_Work to complete_
1. According to the entry on white cinnamon, in what year was canella first introduced into Britain?
2. Pick up the white cinnamon entry after its last sentence and carry it on.
BEGIN Exercise passage
Cinnamon, White

Medical Herbs Catalogue

Advertizing:

Cinnamon, White

Botanical Name: Canella alba (MURRAY)
Family: N.O. Canellaceae

Synonyms: Canella. White Wood. Wild Cinnamon. Canellae Cortex.
Part Used: The bark, deprived of its corky layer and dried.
Habitat: The West Indies and Florida.



Description: A straight tree, from 10 to 50 feet in height, branched only at the top. The bark is whitish and the leaves alternate, oblong, thick, and of a dark, shining, laurel green. The flowers are small, and seldom open. They are of a violet colour, and grow in clusters at the tops of the branches. The fruit is an oblong berry containing four kidney-shaped seeds, and turns from green to blue and then to a glossy black. The wild pigeons of Jamaica eat the fruit, and their flesh is flavoured by them. The whole tree is aromatic, and if the flowers are dried, then softened again in warm water, they have a fragrance resembling musk. Canella was first introduced into Britain in 1600. The Spaniards, on seeing it in America, thought it was a species of cinnamon, and brought it to Europe as 'white cinnamon.'

The corky layer of the bark can be gently beaten off, and the inner bark is dried, and exported chiefly from the Bahamas.
END Exercise passage
BEGIN Given entries
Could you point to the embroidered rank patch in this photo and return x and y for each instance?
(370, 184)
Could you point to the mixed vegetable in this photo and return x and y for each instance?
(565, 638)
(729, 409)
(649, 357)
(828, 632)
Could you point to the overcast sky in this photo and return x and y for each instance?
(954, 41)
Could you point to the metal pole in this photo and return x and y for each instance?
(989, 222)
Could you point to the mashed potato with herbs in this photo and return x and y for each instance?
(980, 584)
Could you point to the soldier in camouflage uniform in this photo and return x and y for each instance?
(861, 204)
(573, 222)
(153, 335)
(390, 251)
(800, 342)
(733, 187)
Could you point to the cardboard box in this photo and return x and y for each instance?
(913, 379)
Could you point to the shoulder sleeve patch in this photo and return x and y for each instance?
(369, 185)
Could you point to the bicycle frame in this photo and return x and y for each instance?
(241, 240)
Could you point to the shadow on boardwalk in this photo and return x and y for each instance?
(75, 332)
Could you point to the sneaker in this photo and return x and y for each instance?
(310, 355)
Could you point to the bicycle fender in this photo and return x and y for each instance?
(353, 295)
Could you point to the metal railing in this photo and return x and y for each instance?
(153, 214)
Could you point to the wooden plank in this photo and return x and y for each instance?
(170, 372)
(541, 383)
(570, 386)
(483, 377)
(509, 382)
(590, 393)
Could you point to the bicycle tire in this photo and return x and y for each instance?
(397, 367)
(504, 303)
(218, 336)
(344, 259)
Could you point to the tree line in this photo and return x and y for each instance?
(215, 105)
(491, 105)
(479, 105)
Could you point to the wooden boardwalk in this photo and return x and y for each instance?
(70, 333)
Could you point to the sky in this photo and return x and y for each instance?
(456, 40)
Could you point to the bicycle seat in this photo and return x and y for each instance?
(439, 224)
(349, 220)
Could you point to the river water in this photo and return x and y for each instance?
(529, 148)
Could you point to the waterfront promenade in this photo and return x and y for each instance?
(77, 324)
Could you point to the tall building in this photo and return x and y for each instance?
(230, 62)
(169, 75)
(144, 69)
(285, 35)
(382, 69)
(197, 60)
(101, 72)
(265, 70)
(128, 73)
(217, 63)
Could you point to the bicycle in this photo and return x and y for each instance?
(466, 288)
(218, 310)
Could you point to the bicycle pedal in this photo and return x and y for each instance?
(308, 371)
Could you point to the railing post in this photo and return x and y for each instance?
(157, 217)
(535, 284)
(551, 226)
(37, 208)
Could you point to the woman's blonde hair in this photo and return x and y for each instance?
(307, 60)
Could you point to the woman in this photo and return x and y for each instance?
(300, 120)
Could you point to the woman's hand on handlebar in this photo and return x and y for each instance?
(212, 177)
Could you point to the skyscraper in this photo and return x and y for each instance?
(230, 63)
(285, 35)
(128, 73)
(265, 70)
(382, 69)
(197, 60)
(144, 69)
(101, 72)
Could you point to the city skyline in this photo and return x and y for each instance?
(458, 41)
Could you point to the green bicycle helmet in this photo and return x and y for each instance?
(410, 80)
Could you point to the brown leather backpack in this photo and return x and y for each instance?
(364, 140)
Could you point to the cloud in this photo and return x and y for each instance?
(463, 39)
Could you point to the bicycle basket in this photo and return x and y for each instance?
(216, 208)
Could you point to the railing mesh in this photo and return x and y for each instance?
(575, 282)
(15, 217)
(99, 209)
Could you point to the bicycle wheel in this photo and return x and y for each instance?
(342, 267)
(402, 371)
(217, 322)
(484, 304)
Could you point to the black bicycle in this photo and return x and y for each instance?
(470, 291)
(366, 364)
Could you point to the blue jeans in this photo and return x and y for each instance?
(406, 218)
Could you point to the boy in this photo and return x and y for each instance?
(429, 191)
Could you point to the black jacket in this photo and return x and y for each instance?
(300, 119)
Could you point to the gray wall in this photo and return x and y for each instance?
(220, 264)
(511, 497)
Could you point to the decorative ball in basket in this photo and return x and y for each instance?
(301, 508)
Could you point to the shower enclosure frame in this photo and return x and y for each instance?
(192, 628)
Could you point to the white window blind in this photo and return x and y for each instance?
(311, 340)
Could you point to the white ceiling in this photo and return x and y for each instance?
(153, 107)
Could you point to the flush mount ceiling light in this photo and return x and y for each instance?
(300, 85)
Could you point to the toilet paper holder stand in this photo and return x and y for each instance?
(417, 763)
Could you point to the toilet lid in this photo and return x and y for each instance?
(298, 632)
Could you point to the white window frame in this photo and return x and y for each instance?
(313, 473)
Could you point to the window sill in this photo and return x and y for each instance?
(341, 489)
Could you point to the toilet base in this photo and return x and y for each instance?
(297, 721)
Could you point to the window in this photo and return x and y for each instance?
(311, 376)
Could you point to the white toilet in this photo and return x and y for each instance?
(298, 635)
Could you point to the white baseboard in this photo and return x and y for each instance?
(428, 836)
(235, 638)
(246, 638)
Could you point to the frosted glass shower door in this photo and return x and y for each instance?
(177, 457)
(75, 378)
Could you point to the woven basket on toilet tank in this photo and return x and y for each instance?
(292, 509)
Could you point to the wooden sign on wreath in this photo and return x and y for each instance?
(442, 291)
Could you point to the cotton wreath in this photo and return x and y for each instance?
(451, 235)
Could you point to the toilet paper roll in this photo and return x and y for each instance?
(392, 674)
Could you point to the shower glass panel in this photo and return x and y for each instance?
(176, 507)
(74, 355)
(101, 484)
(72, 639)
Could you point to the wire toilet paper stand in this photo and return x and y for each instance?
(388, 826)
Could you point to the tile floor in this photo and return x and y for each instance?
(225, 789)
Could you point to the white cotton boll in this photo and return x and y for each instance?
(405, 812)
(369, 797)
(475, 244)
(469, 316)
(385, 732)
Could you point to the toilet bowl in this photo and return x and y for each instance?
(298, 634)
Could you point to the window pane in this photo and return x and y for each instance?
END Given entries
_Task-by-task outputs_
1. 1600

2.
In commerce the bark is found in quills or twisted pieces, of a pale orange-brown, with characteristic markings scars, or spots. The fracture is short, granular, and whitish. The odour is agreeable, resembling cloves and cinnamon, and the taste is pungent, bitter, and acrid.

The negroes and Caribs use it as a condiment or spice, and it is sometimes added by smokers to their tobacco to remove the unpleasant odour and make their rooms fragrant.

Constituents: A volatile oil, gum, starch, canellin, bitter extractive, resin, albumen, mannite, etc. The oil has a pungent, aromatic taste, and contains eugenol, cineol, and terpenes. There is no tannin.

Medicinal Action and Uses: An aromatic bitter, useful in enfeebled conditions of the stomach, and often given with other medicines. It was formerly given in scurvy. The powder is used with aloes as a stimulating purgative. (This is a descendant of the Hiera Piera of Galen. - EDITOR.) It is often sold as a substitute for winter's bark, but it contains no tannic acid, or oxide of iron, both of which are present in the other.

Dosage: 10 to 40 grains of the powder.

Other Species:
C. axillaris of Brazil. Thought by some authorities to be the source of Malambo bark and Matias bark.